___ Records for processing

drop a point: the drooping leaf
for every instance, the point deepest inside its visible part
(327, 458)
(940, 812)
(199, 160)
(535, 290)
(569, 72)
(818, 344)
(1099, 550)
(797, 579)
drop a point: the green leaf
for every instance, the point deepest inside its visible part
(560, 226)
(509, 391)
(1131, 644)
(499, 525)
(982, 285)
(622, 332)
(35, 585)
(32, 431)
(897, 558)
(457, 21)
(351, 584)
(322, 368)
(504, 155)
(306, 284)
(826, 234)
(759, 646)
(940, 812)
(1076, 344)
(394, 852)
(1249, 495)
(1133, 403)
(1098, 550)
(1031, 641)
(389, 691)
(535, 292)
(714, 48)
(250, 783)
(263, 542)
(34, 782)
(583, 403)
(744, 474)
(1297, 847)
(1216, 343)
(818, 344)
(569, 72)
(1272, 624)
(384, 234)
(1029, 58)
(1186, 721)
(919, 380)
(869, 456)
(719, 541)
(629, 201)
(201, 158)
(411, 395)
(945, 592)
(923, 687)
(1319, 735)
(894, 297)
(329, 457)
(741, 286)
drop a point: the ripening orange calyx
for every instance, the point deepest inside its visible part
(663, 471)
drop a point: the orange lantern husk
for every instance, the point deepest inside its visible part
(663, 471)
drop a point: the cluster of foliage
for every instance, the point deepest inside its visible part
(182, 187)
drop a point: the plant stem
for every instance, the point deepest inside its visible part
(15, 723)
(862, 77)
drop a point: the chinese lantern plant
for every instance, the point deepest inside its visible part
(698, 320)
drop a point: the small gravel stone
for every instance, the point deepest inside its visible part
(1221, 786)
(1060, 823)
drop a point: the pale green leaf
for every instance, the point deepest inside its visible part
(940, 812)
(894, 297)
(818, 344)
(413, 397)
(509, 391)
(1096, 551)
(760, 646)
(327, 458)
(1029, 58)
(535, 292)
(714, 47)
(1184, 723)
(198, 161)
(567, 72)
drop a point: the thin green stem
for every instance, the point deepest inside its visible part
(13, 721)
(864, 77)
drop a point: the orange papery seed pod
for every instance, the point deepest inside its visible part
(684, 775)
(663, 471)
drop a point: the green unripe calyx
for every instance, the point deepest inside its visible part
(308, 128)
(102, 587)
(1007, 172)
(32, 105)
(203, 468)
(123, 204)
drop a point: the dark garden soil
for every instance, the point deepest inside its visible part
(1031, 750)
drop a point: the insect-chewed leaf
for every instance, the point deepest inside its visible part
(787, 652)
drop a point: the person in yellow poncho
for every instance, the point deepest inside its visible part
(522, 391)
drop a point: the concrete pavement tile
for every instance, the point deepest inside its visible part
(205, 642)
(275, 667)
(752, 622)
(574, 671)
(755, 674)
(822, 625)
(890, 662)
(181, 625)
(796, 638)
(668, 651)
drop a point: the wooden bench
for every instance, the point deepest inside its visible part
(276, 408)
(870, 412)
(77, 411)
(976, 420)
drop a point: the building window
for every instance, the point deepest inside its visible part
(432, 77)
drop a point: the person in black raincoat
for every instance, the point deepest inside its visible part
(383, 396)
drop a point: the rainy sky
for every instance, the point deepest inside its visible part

______

Task
Lay out all the records above as a JSON list of strings, with one string for each line and no blank lines.

Task solution
[
  "drop a point: the drooping leaf",
  "for every instance, the point deepest inside its visible part",
  "(327, 458)",
  "(940, 812)",
  "(199, 160)",
  "(535, 290)",
  "(569, 72)",
  "(818, 344)",
  "(1099, 550)",
  "(797, 579)",
  "drop a point: the green leaf",
  "for every instance, the point deepest inside its visible part",
  "(560, 226)",
  "(509, 391)",
  "(1131, 644)",
  "(499, 525)",
  "(982, 285)",
  "(622, 332)",
  "(35, 585)",
  "(32, 431)",
  "(897, 558)",
  "(457, 21)",
  "(351, 584)",
  "(322, 368)",
  "(504, 155)",
  "(306, 284)",
  "(826, 234)",
  "(759, 646)",
  "(940, 812)",
  "(1076, 344)",
  "(394, 852)",
  "(1249, 495)",
  "(1133, 403)",
  "(1098, 550)",
  "(1031, 641)",
  "(389, 691)",
  "(535, 292)",
  "(714, 48)",
  "(250, 783)",
  "(263, 542)",
  "(34, 782)",
  "(583, 403)",
  "(744, 474)",
  "(1297, 847)",
  "(1216, 343)",
  "(818, 344)",
  "(569, 72)",
  "(1272, 624)",
  "(384, 234)",
  "(1029, 58)",
  "(1186, 721)",
  "(919, 380)",
  "(869, 456)",
  "(719, 541)",
  "(629, 201)",
  "(201, 158)",
  "(411, 395)",
  "(945, 592)",
  "(923, 687)",
  "(1319, 735)",
  "(894, 297)",
  "(329, 457)",
  "(741, 286)",
  "drop a point: the ripening orange calyx",
  "for every instance, the point deepest inside its visible part",
  "(663, 471)",
  "drop a point: the orange lantern husk",
  "for every instance, the point deepest inside its visible part",
  "(663, 471)",
  "drop a point: the cluster of foliage",
  "for every instance, the point deepest inside its visible part",
  "(182, 187)",
  "drop a point: the plant stem",
  "for every instance, the point deepest inside its visible part",
  "(15, 723)",
  "(862, 77)",
  "drop a point: the chinese lantern plant",
  "for every instance, the point deepest inside its visible part",
  "(698, 320)",
  "drop a point: the small gravel stone",
  "for every instance, the point deepest inside its visible part",
  "(1221, 786)",
  "(1060, 823)",
  "drop a point: the pale green leaf",
  "for every instance, the point deepest inside its visible part",
  "(940, 812)",
  "(894, 297)",
  "(818, 344)",
  "(413, 397)",
  "(509, 391)",
  "(1096, 551)",
  "(760, 646)",
  "(327, 458)",
  "(1029, 58)",
  "(535, 292)",
  "(714, 47)",
  "(1184, 723)",
  "(198, 161)",
  "(567, 72)",
  "drop a point: the thin green stem",
  "for every instance, the point deepest inside its visible part",
  "(13, 721)",
  "(864, 77)",
  "drop a point: the orange papery seed pod",
  "for every instance, the point deepest inside its visible part",
  "(684, 775)",
  "(663, 471)",
  "drop a point: the green unripe calyx",
  "for every instance, the point deepest inside its visible part",
  "(308, 128)",
  "(102, 587)",
  "(1007, 172)",
  "(32, 105)",
  "(203, 468)",
  "(123, 204)",
  "drop a point: the dark garden soil",
  "for every instance, the point deepest inside its visible part",
  "(1031, 750)",
  "drop a point: the insect-chewed leaf",
  "for every instance, the point deepest inside its visible part",
  "(787, 652)",
  "drop a point: the person in yellow poncho",
  "for every instance, the point deepest inside its visible part",
  "(522, 391)",
  "drop a point: the concrete pavement tile",
  "for every instance, the point deepest inside its visible part",
  "(205, 642)",
  "(275, 667)",
  "(752, 622)",
  "(574, 671)",
  "(755, 674)",
  "(822, 625)",
  "(890, 662)",
  "(181, 625)",
  "(796, 638)",
  "(668, 651)",
  "drop a point: the wooden bench",
  "for every instance, the point deepest inside its visible part",
  "(276, 408)",
  "(870, 412)",
  "(77, 411)",
  "(976, 420)",
  "drop a point: the building window",
  "for every instance, the point deepest inside its visible part",
  "(432, 77)",
  "drop a point: the person in black raincoat",
  "for every instance, the point deepest inside its visible part",
  "(383, 396)",
  "drop a point: the rainy sky",
  "for every instance, the point deepest inside its visible part"
]